*EXERCISE DETAILS*
Repeat the records exactly. Every line must match.

[Segmentation mask data]
--*--

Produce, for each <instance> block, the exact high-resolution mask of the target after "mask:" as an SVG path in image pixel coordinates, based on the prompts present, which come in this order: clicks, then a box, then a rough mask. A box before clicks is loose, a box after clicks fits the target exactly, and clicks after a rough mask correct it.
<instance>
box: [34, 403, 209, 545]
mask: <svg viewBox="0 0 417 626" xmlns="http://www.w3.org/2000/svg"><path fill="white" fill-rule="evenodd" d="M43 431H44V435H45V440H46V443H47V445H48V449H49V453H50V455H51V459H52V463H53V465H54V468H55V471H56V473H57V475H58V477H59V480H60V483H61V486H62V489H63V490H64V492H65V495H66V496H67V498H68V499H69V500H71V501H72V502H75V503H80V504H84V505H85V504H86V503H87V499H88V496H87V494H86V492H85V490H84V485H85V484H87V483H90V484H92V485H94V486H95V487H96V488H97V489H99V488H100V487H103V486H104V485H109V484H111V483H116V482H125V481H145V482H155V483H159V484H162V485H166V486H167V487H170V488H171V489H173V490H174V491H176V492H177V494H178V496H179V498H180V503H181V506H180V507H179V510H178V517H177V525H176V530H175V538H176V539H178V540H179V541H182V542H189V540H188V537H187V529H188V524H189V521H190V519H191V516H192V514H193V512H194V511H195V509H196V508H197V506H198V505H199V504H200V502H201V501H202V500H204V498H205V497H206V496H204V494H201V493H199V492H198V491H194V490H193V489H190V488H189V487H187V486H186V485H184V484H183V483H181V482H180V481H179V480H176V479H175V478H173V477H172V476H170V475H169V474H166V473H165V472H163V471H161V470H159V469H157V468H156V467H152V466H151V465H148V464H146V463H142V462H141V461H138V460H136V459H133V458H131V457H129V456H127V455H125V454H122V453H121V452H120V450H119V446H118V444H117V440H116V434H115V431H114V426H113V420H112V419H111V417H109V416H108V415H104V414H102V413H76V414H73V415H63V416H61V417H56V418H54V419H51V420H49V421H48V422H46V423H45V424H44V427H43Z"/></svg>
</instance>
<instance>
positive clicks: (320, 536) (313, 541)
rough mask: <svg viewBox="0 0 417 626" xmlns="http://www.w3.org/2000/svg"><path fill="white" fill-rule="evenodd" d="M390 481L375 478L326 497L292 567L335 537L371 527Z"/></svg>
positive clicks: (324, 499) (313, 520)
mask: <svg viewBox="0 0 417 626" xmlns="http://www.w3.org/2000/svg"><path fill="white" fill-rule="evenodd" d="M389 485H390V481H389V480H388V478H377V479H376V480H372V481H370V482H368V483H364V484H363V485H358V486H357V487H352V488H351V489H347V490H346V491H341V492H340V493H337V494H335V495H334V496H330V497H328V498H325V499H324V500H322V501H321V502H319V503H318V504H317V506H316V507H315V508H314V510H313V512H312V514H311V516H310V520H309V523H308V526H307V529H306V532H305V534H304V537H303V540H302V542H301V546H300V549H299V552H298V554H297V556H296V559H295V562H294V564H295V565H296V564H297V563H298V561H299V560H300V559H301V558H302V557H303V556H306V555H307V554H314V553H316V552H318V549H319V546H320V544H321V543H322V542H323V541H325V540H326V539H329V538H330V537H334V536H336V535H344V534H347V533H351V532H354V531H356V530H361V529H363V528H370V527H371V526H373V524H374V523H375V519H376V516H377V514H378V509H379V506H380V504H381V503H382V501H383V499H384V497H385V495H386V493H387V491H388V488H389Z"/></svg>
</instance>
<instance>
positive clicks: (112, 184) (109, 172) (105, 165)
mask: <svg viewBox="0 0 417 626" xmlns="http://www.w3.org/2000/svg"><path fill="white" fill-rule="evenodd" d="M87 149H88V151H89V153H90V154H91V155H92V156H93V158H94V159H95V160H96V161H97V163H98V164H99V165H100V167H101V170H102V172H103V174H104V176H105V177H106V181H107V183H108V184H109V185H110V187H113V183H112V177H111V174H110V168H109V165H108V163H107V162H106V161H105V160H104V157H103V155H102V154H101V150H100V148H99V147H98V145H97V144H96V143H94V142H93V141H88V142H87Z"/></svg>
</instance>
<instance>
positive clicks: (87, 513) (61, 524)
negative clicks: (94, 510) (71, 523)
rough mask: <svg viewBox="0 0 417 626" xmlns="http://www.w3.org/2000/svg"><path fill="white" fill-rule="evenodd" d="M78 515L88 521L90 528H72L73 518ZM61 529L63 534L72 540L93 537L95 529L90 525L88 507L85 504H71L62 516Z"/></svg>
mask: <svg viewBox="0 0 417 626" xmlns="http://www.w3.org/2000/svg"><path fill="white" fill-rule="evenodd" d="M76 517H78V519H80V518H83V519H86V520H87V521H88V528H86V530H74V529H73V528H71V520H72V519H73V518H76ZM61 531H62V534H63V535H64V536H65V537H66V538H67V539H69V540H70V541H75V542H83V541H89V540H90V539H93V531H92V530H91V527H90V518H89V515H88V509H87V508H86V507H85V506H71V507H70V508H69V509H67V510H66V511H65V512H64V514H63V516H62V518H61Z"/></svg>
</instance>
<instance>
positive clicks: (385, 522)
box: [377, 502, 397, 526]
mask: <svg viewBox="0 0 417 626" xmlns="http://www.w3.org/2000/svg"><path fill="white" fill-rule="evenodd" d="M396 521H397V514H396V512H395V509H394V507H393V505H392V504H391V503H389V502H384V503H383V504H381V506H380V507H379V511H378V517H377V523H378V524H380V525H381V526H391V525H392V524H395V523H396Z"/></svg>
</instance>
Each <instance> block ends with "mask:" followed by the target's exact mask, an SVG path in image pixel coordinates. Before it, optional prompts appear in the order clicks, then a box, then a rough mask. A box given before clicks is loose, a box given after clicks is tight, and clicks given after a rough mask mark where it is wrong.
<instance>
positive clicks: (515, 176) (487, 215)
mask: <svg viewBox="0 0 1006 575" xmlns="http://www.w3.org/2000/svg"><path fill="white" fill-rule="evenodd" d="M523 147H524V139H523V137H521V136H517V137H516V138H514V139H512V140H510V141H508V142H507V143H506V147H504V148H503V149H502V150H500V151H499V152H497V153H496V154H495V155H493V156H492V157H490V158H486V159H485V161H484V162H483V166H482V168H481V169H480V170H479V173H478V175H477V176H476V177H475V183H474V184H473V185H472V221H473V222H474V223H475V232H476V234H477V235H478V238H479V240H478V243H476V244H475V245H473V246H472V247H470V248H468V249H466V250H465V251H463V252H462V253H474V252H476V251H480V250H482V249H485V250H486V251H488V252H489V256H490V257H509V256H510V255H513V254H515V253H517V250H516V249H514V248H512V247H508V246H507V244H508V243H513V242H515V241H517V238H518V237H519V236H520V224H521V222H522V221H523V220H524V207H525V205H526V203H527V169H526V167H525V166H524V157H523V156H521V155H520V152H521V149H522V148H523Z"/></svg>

--*--

*YOUR SOLUTION*
Produce, for each <instance> block, the exact high-resolution mask of the target after "mask:" as an SVG path in image pixel coordinates, based on the prompts present, which come in this order: clicks, then a box, then a rough mask. A box before clicks is loose, a box after clicks fits the target exactly, and clicks after a rough mask correct it.
<instance>
box: [34, 403, 209, 545]
mask: <svg viewBox="0 0 417 626" xmlns="http://www.w3.org/2000/svg"><path fill="white" fill-rule="evenodd" d="M43 431H44V435H45V440H46V443H47V445H48V449H49V453H50V455H51V459H52V463H53V465H54V468H55V471H56V473H57V475H58V477H59V480H60V483H61V486H62V489H63V490H64V492H65V495H66V496H67V498H68V499H69V500H71V501H72V502H75V503H80V504H84V505H85V504H86V503H87V499H88V496H87V494H86V492H85V490H84V485H85V484H87V483H90V484H92V485H94V486H95V487H96V488H97V489H99V488H100V487H103V486H104V485H109V484H111V483H116V482H125V481H145V482H155V483H159V484H162V485H166V486H167V487H170V488H171V489H173V490H174V491H176V492H177V494H178V496H179V498H180V503H181V506H180V507H179V510H178V517H177V525H176V530H175V538H176V539H178V540H179V541H182V542H189V540H188V537H187V529H188V524H189V521H190V519H191V516H192V514H193V512H194V511H195V509H196V508H197V506H198V505H199V504H200V502H201V501H202V500H204V498H205V497H206V496H204V494H201V493H199V492H198V491H194V490H193V489H190V488H189V487H187V486H186V485H184V484H183V483H181V482H180V481H179V480H176V479H175V478H173V477H172V476H170V475H169V474H166V473H165V472H163V471H161V470H159V469H157V468H156V467H152V466H151V465H148V464H146V463H142V462H141V461H138V460H136V459H133V458H131V457H129V456H127V455H125V454H122V453H121V452H120V450H119V446H118V444H117V440H116V434H115V431H114V426H113V420H112V419H111V417H109V416H108V415H104V414H102V413H76V414H73V415H63V416H61V417H56V418H54V419H51V420H49V421H48V422H46V423H45V424H44V427H43Z"/></svg>
</instance>
<instance>
positive clicks: (320, 536) (313, 541)
rough mask: <svg viewBox="0 0 417 626" xmlns="http://www.w3.org/2000/svg"><path fill="white" fill-rule="evenodd" d="M390 481L375 478L326 497L292 567L335 537L371 527Z"/></svg>
positive clicks: (324, 499) (313, 520)
mask: <svg viewBox="0 0 417 626" xmlns="http://www.w3.org/2000/svg"><path fill="white" fill-rule="evenodd" d="M389 485H390V481H389V480H388V478H377V479H376V480H372V481H370V482H368V483H364V484H363V485H358V486H357V487H352V488H351V489H347V490H346V491H341V492H340V493H337V494H335V495H334V496H330V497H328V498H325V499H324V500H322V501H321V502H319V503H318V504H317V506H316V507H315V508H314V510H313V512H312V514H311V516H310V520H309V523H308V526H307V529H306V532H305V534H304V537H303V540H302V542H301V546H300V549H299V552H298V554H297V556H296V559H295V562H294V564H295V565H296V564H297V563H298V561H299V560H300V559H301V558H302V557H303V556H306V555H307V554H314V553H316V552H318V549H319V546H320V544H321V543H322V542H323V541H325V540H326V539H329V538H330V537H334V536H336V535H344V534H347V533H351V532H354V531H356V530H361V529H363V528H370V527H371V526H373V524H374V523H375V519H376V516H377V514H378V509H379V506H380V504H381V503H382V501H383V499H384V497H385V495H386V493H387V491H388V488H389Z"/></svg>
</instance>
<instance>
positive clicks: (112, 184) (109, 172) (105, 165)
mask: <svg viewBox="0 0 417 626" xmlns="http://www.w3.org/2000/svg"><path fill="white" fill-rule="evenodd" d="M87 149H88V151H89V153H90V154H91V155H92V156H93V158H94V159H95V160H96V161H97V163H98V164H99V165H100V167H101V170H102V172H103V174H104V176H105V177H106V181H107V183H108V184H109V185H110V187H113V183H112V177H111V174H110V168H109V165H108V163H107V162H106V161H105V160H104V157H103V155H102V154H101V150H100V148H99V147H98V145H97V144H96V143H94V142H93V141H88V142H87Z"/></svg>
</instance>
<instance>
positive clicks: (87, 513) (61, 524)
negative clicks: (94, 510) (71, 523)
rough mask: <svg viewBox="0 0 417 626" xmlns="http://www.w3.org/2000/svg"><path fill="white" fill-rule="evenodd" d="M78 515L88 521L90 528H72L73 518ZM61 529L63 534L72 540L93 537L95 529L90 525L88 507L85 504H71L62 516Z"/></svg>
mask: <svg viewBox="0 0 417 626" xmlns="http://www.w3.org/2000/svg"><path fill="white" fill-rule="evenodd" d="M76 517H78V519H80V518H83V519H86V520H87V521H88V528H86V530H74V529H73V528H71V520H72V519H73V518H76ZM61 531H62V534H63V535H64V536H65V537H66V538H67V539H69V540H70V541H75V542H83V541H89V540H90V539H93V531H92V530H91V527H90V518H89V515H88V509H87V508H86V507H85V506H71V507H70V508H69V509H67V510H66V511H65V512H64V514H63V516H62V518H61Z"/></svg>
</instance>
<instance>
positive clicks: (385, 522)
box: [377, 502, 397, 526]
mask: <svg viewBox="0 0 417 626" xmlns="http://www.w3.org/2000/svg"><path fill="white" fill-rule="evenodd" d="M396 521H397V514H396V512H395V509H394V507H393V505H392V504H391V503H389V502H384V503H383V504H381V506H380V507H379V511H378V517H377V523H378V524H380V525H381V526H391V525H392V524H395V523H396Z"/></svg>
</instance>
Each <instance> block ends with "mask:" followed by the target's exact mask, an SVG path in image pixel coordinates. Before it, optional prompts appear in the order clicks, then a box, then a rough mask. A box given before clicks is loose, a box given after clicks is tight, and clicks given after a rough mask mark where it is wrong.
<instance>
positive clicks: (515, 176) (487, 215)
mask: <svg viewBox="0 0 1006 575" xmlns="http://www.w3.org/2000/svg"><path fill="white" fill-rule="evenodd" d="M523 147H524V139H523V137H521V136H517V137H516V138H514V139H512V140H510V141H508V142H507V143H506V147H504V148H503V149H502V150H500V151H499V152H497V153H496V154H495V155H493V156H492V157H490V158H486V159H485V161H484V162H483V166H482V168H481V169H480V170H479V173H478V175H477V176H476V177H475V183H474V184H473V185H472V221H473V222H474V223H475V232H476V234H477V235H478V238H479V240H478V243H476V244H475V245H473V246H472V247H470V248H468V249H466V250H465V251H463V252H462V253H474V252H476V251H480V250H482V249H485V250H486V251H488V252H489V256H490V257H509V256H510V255H513V254H515V253H517V250H516V249H514V248H512V247H508V246H507V244H508V243H513V242H515V241H517V238H518V237H519V236H520V224H521V222H522V221H523V220H524V207H525V205H526V203H527V169H526V167H525V166H524V157H523V156H521V155H520V152H521V149H522V148H523Z"/></svg>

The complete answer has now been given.